Мать оставалась безработной, т. е. обратно в танковую промышленность ее – не знаю – то ли не брали, то ли она сама не хотела, а в гуманитарное учреждение – от детского сада до всесоюзного издательства – ее уж точно не брали. Перебивалась она разовыми заработками, то кому-то перевод редактировала, то в ведомственный журнал статью писала с человеческим уклоном. Проблема еще была в том, что писать мать терпеть не могла, что для выпускницы Литинститута, прямо скажем, сомнительная характеристика. Жили мы на деньги, которые давал отец.
И только в 1956 году, когда распахнулся, раздвинулся занавес оттепели, в Москве был создан московский толстый литературный журнал, который так и назвали: «Москва». Придуман был особый дизайн: блекло-сиреневый цвет с темной надписью, отличался он от бледно-голубого с синим «Нового мира» или зеленого с красными буквами «Знамени». Мать взяли в журнал заведовать поэзией, и до 1963-го, не то 1964 года никто не знал, что взяли ее по блату, да к тому же блат этот носил застенчиво антисемитский характер. Штат набирал главный редактор журнала Николай Атаров, приличный дядька, средней руки советский писатель.
В члены редколлегии он пригласил Владимира Луговского, тот согласился. Но при условии, что заведовать отделом поэзии, за которую он, как член редколлегии, должен был отвечать, возьмут Женю Ласкину. И ее взяли. Но сперва ее вызвал Атаров и, льщу себя надеждой, краснея, сказал ей: «Евгения Самойловна», я даже допускаю, что он сказал: «Понимаете, Женя, отделом поэзии вы руководить будете, а вот в штатном расписании станете числиться сотрудником отдела прозы, иначе в составе редакции обнаружится на слишком многих ответственных должностях слишком много евреев. Но вы ни под каким видом не должны сообщать об этом Луговскому». Так все и было. Отдел она возглавляла и после смерти Луговского, а когда Атарова «ушли» и редактором журнала стал Поповкин, он для начала всех расставил по рабочим местам, согласно штатному расписанию. Так последствия космополитического шторма сделали мать причастной к публикации в «Москве» самой знаменитой прозы – романа «Мастер и Маргарита». Но это – в 1966-м.

* Набор заданий *
(1) Пожалуйста, выведите из отрывка о журнале «Москва» дословно фрагмент, начиная с «И только в 1956» и заканчивая «руки советский писатель.».
(2) Напишите продолжение отрывка о журнале «Москва», которое последует за его последним предложением.
Пункты, идущие после отрывка о журнале «Москва», для работы не нужны.

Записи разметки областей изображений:
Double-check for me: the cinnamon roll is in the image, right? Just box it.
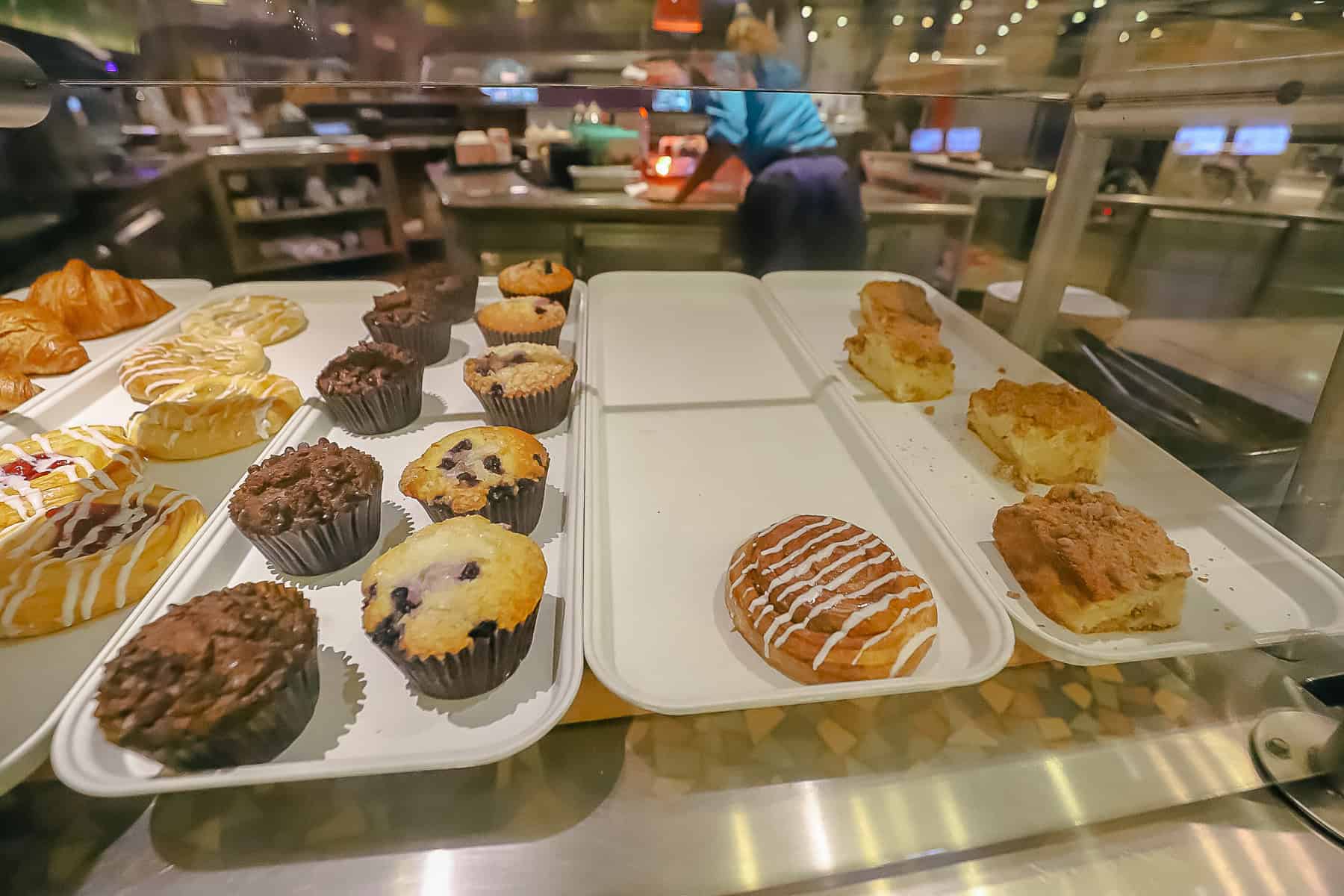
[724,516,938,684]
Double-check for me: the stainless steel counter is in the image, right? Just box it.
[16,641,1344,893]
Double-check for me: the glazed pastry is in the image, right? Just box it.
[118,335,266,402]
[995,485,1191,634]
[0,372,42,412]
[317,343,425,435]
[228,439,383,575]
[499,259,574,311]
[0,426,145,529]
[360,516,546,700]
[126,373,304,461]
[400,426,551,535]
[28,258,173,338]
[966,380,1116,491]
[94,582,319,768]
[462,343,578,432]
[476,296,564,345]
[724,516,938,684]
[181,296,308,345]
[0,479,205,638]
[0,298,89,373]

* Ответы *
(1)
И только в 1956 году, когда распахнулся, раздвинулся занавес оттепели, в Москве был создан московский толстый литературный журнал, который так и назвали: «Москва». Придуман был особый дизайн: блекло-сиреневый цвет с темной надписью, отличался он от бледно-голубого с синим «Нового мира» или зеленого с красными буквами «Знамени». Мать взяли в журнал заведовать поэзией, и до 1963-го, не то 1964 года никто не знал, что взяли ее по блату, да к тому же блат этот носил застенчиво антисемитский характер. Штат набирал главный редактор журнала Николай Атаров, приличный дядька, средней руки советский писатель.

(2)
А в 1969-м уже новый редактор Михаил Алексеев, один из лидеров руссконародного почвенничества, выгнал ее из журнала, не дал доработать полгода до пенсии. Выгнал с формулировкой «За допущенные грубые идейные ошибки и политическую неразборчивость…». Это за публикации «политически двусмысленных стихов» Евгения Евтушенко, Льва Озерова, Маргариты Алигер, а главное – названное в приказе, но напечатанное в журнале стихотворение Семена Израилевича Липкина «Союз И», о союзе «И», соединяющем слова и о народе «И», соединяющем народы. Такую идеологическую диверсию даже в приказе не выделили – сробели. А ведь это были самые счастливые мамины годы – на своем месте, всем нужна, поэты вокруг бродят неприкаянные, свободные по-советски, и хорошие стихи иногда удается публиковать.
Камушек нашей семейной истории, попрыгав на отцовских и материнских волнах, добирается, наконец, и до моего мелководья. Я называю это мелководьем не в порядке самоуничижения, а, сравнивая грозовую наполненность волн, где неверный поступок, выбор и даже слово влекли за собой драматические, вплоть до трагических, последствия. Мне досталась куда менее грозная среда, но все-таки…
С четвертого курса начиная, я никак не мог поехать на зарубежную практику, поскольку что-то основательно и постоянно мешало парткому МГУ дать мне выездную характеристику. Это сейчас даже невозможно представить, что такая характеристика была непременным условием для получения загранпаспорта и пересечения государственной границы. Вообразить такое сейчас сложно, когда видишь по родному ТВ, как в разных местах Москвы берут интервью у 16–17-летних барышень и амбалов, и те не знают «девичью» фамилию Ленина и принимают как должное что псевдоним «Сталин» взял себе чудак по фамилии Шеварднадзе. Подозреваю, что и за словом «партком» они нырнули бы в словари.
Нет, я точно знал, что такое партком, и поехал дуриком, устроившись переводчиком при группе полусекретных специалистов по образцам нашего оружия, которое мы в большом количестве поставляли в дружественную Индонезию. Как оно ведет себя в тропических условиях, интересовало выпускавшие это оружие ведомства.
Там мне и характеристику дали, и паспорт оформили, да еще в течение трех месяцев зарплату инженера-переводчика платили, два раза в месяц под охраной тетки с пистолетом на боку, провожавшей меня к кассе в невзрачном здании в районе Петровки. И какое это было счастье – взглянуть в лица моих доброжелателей, когда я доложил в институте, что такого-то июня уезжаю на годичную языковую практику в «морями теплыми омытую», а все остальные детали я не вправе разглашать.
Это был 1963 год. Весь следующий год я работал переводчиком в Индонезии и, если кому охота, в главе «Прощай, Индонезия» есть все подробности этого, достаточно необычного периода моей жизни. В июне 1964-го я вернулся. Вернулся, провозя через границы пачку нецензурованных писем, с потной от страха спиной, на которой, как потом выяснилось, отпечатался, как переводная картинка, только задом наперед, адрес с верхнего конверта.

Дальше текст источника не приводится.